A single number is needed: how many lines of the data hold the word "backpack".

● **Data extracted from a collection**
====================
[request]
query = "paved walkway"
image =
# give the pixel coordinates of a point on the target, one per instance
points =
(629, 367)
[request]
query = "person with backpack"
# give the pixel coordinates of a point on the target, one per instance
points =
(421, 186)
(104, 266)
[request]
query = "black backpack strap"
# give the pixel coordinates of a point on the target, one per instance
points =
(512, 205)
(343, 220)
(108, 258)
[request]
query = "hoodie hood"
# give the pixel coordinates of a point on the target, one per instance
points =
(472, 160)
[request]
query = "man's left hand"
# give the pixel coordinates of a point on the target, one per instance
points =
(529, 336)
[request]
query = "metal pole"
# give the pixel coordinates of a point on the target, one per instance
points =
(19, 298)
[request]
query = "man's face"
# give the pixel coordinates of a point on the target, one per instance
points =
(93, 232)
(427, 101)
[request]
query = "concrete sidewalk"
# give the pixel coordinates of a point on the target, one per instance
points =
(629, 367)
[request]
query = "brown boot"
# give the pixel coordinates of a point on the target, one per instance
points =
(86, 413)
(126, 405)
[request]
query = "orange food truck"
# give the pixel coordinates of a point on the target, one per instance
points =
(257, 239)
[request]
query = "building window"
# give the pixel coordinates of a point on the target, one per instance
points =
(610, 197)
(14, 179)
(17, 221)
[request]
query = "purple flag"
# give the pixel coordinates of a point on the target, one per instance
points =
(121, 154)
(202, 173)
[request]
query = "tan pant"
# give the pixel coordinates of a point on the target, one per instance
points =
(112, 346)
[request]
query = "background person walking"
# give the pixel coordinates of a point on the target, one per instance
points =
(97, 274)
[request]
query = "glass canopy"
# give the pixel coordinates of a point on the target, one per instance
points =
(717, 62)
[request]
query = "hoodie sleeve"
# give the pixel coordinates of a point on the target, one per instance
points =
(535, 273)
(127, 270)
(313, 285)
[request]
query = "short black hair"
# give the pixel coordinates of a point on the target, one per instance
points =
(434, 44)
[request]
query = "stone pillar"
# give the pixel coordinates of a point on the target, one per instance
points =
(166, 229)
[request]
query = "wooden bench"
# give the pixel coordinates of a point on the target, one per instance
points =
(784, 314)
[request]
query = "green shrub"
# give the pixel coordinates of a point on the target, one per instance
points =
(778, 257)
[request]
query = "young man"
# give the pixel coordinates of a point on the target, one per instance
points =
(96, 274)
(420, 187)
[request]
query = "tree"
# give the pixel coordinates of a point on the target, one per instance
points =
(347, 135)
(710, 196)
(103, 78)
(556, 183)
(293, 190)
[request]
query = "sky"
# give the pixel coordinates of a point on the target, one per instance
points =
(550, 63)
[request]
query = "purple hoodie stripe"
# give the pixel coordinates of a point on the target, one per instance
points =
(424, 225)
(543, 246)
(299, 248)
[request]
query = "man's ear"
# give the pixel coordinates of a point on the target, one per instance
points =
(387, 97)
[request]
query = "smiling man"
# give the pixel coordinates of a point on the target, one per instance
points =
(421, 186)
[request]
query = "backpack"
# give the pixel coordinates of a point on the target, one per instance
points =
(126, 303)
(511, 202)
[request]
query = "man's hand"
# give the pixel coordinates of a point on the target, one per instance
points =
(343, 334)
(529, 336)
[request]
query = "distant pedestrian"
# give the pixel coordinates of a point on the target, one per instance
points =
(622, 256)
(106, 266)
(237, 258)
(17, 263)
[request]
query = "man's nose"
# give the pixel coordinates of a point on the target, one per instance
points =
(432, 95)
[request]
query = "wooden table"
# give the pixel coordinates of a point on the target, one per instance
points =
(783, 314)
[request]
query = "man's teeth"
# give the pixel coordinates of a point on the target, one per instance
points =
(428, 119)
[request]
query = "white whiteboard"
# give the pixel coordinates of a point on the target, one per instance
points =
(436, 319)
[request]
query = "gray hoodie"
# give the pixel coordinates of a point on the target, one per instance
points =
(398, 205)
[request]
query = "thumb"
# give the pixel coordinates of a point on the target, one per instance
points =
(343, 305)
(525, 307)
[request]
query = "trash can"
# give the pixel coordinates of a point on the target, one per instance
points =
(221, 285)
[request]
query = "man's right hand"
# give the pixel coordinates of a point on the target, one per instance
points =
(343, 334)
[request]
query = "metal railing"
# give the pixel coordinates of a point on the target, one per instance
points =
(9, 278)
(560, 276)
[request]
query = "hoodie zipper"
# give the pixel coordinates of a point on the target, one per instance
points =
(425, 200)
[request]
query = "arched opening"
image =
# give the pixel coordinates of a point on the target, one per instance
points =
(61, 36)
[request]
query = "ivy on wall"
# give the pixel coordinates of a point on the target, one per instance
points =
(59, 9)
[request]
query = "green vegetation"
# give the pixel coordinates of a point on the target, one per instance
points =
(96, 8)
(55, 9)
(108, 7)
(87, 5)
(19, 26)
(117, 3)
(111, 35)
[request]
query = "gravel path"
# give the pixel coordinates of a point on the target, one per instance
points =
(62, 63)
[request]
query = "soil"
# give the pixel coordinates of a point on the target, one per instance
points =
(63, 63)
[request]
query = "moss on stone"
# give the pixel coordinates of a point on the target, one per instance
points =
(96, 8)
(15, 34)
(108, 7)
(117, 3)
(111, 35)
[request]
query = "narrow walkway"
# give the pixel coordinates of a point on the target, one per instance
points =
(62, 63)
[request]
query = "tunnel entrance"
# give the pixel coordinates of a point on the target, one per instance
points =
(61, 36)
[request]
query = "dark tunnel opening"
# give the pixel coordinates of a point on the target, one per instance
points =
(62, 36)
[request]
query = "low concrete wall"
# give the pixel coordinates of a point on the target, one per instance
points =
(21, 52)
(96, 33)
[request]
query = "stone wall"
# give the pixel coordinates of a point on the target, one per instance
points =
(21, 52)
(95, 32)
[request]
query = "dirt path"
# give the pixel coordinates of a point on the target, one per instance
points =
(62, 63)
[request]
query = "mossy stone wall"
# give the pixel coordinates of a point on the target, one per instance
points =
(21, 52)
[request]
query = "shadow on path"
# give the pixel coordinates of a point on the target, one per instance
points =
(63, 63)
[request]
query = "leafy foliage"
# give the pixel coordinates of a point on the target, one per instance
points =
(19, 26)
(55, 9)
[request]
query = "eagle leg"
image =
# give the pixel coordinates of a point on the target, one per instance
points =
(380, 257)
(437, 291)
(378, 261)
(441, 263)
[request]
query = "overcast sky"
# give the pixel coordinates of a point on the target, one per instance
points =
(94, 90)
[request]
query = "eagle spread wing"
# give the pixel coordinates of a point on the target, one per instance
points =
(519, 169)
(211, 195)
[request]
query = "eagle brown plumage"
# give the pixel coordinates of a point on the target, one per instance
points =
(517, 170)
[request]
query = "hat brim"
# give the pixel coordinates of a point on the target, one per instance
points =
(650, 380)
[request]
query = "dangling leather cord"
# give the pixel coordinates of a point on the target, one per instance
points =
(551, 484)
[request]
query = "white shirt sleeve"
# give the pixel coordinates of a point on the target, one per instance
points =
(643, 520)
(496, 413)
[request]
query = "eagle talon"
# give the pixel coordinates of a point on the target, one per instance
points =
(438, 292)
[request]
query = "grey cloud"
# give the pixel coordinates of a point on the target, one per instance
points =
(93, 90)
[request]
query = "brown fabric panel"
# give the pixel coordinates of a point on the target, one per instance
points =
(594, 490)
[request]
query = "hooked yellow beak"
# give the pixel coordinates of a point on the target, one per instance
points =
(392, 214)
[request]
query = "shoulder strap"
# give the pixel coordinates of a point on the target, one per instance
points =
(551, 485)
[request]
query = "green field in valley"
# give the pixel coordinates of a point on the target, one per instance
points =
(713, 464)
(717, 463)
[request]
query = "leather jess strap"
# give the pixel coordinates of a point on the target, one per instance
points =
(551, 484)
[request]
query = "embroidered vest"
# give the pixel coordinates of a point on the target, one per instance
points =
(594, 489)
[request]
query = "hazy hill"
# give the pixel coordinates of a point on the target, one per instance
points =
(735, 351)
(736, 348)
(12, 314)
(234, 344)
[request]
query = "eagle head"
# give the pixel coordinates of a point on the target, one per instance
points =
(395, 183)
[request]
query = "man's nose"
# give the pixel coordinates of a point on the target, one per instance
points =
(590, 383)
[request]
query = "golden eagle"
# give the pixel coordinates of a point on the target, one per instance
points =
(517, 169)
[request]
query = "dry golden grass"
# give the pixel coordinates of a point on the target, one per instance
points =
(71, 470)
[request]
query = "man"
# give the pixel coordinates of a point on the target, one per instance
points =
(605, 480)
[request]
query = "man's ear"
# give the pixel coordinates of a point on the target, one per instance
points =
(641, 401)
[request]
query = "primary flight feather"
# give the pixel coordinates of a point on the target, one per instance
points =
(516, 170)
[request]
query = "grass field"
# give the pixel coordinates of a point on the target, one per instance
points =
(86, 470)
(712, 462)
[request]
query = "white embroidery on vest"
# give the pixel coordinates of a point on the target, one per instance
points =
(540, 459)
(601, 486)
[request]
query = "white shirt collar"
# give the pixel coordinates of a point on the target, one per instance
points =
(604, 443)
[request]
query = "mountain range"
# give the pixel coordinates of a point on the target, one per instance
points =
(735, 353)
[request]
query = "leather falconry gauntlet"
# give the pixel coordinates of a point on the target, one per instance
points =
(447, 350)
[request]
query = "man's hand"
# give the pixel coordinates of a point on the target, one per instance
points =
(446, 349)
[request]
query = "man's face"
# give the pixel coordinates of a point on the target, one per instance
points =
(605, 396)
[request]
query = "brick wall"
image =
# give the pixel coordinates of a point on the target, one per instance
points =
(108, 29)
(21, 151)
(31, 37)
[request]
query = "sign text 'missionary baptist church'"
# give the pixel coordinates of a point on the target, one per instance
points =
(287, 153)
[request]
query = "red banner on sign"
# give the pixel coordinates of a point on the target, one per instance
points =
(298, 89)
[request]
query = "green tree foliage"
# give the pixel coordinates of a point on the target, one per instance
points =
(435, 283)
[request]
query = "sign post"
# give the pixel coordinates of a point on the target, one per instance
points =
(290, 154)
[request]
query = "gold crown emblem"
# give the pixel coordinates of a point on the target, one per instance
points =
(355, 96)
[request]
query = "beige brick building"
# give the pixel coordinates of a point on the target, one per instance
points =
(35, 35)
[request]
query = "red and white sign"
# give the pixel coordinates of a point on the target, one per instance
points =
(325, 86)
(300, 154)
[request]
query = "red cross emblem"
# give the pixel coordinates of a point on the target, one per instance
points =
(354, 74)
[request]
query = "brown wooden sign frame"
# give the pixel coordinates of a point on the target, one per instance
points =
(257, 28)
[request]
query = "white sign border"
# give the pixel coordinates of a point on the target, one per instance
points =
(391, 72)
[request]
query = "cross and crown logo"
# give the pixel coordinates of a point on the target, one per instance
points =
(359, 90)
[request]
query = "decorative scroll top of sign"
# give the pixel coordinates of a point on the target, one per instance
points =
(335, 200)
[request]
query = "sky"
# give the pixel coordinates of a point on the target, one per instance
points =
====================
● **ANSWER FOR THIS EXERCISE**
3